Could you continue the passage on the Application Programming Interface for Windows standard from its last sentence onward?

▶ _SUPPLIED PASSAGE_
Start of Block

= Application Programming Interface for Windows =

Proposed software compatibility standard

The Application Programming Interface for Windows (APIW) Standard is a specification of the Microsoft Windows 3.1 API drafted by Willows Software. It is the successor to previously proposed Public Windows Interface standard. It was created in an attempt to establish a vendor-neutral, platform-independent, open standard of the 16-bit Windows API not controlled by Microsoft.

==Creation==

By the end of 1990, Windows 3.0 was the top-selling software. The various graphical Windows applications had already started to reduce training time and enhance productivity on personal computers. At the same time, various Unix and Unix-based operating systems dominated technical workstations and departmental servers. The idea of a consistent application environment across heterogeneous environments was compelling to both enterprise customers and software developers.

On May 5, 1993, Sun Microsystems announced Windows Application Binary Interface (WABI), a product to run Windows software on Unix, and the Public Windows Interface (PWI) initiative, an effort to standardize a subset of the popular 16-bit Windows APIs. The PWI consortium's aims were stated as turning the proprietary Windows API into an "open, publicly available specification" and for the evolution of this specification to be the responsibility of "a neutral body". The consortium, counting Sun, IBM, Hewlett Packard and Novell among its members, proposed PWI to various companies and organizations including X/Open, IEEE and Unix International. The previous day, Microsoft had announced SoftPC, a Windows to Unix product created by Insignia Solutions as part of a program where Microsoft licensed their Windows source code to select third parties, which in the following year became known as Windows Interface Source Environment (WISE). Later that month, Microsoft also announced Windows NT, a version of Windows designed to run on workstations and servers.

End of Block

▶ _INFORMATION PROVIDED_

Start of Block

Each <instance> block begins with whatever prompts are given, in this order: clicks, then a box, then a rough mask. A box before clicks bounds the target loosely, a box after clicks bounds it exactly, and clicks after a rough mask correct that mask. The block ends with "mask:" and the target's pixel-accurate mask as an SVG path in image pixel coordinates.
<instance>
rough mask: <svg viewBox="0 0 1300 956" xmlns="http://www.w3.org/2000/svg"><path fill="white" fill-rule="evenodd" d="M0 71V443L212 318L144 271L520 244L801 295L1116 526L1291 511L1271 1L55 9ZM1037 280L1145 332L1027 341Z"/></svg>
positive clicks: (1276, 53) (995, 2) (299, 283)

End of Block
Start of Block

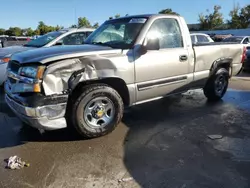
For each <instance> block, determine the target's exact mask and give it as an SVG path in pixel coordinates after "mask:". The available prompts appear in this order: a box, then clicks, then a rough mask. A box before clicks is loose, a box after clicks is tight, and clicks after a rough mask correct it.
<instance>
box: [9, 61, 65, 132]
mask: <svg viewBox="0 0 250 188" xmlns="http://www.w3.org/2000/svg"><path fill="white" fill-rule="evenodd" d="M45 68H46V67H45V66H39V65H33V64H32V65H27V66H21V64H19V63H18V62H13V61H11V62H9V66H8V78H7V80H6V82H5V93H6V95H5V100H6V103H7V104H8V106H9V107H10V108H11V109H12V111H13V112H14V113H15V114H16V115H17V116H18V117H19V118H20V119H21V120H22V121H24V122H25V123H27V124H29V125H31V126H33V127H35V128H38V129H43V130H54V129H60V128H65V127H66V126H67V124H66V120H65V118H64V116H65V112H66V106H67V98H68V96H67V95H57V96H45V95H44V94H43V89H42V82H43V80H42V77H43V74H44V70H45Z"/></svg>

End of Block

▶ _RESULT BELOW_
==ECMA involvement==

In February 1994, the PWI Specification Committee sent a draft specification to X/Open—who rejected it in March, after being threatened by Microsoft's assertion of intellectual property rights (IPR) over the Windows APIs—and the European Computer Manufacturers' Association (ECMA). In September, now part of an ECMA delegation, they made an informational presentation about the project at the ISO SC22 plenary meeting in The Hague, Netherlands. Their goal was to make it an ISO standard in order to force Microsoft to comply with it (in Windows) or risk not being able sell to European or Asian governments who can only buy ISO standards-compliant products.

In April 1995, Willows Software, Inc. (formerly Multiport, Inc.) a Saratoga, California-based Canopy-funded company, that had been working on Windows to Unix technologies (inherited from then defunct Hunter Systems, Inc.) since early 1993, joined the ad hoc ECMA group. This group became Technical Committee 37 in August (about the time Windows 95 was released). Willows vowed to complete a full draft specification by the end of the year. In October, the draft specification was completed under the name Application Programming Interface for Windows (APIW). This was accepted as ECMA-234 in December and was put on the fast-track program to become an ISO standard.

== ISO delay ==

Again, Microsoft claimed intellectual property over Windows APIs and ISO put the standard on hold pending proof of their claims. The delay lasted until November 1997, when, hearing no response from Microsoft, ISO announced they were pushing through with the standard. However, there is no record of it ever being approved as an ISO standard.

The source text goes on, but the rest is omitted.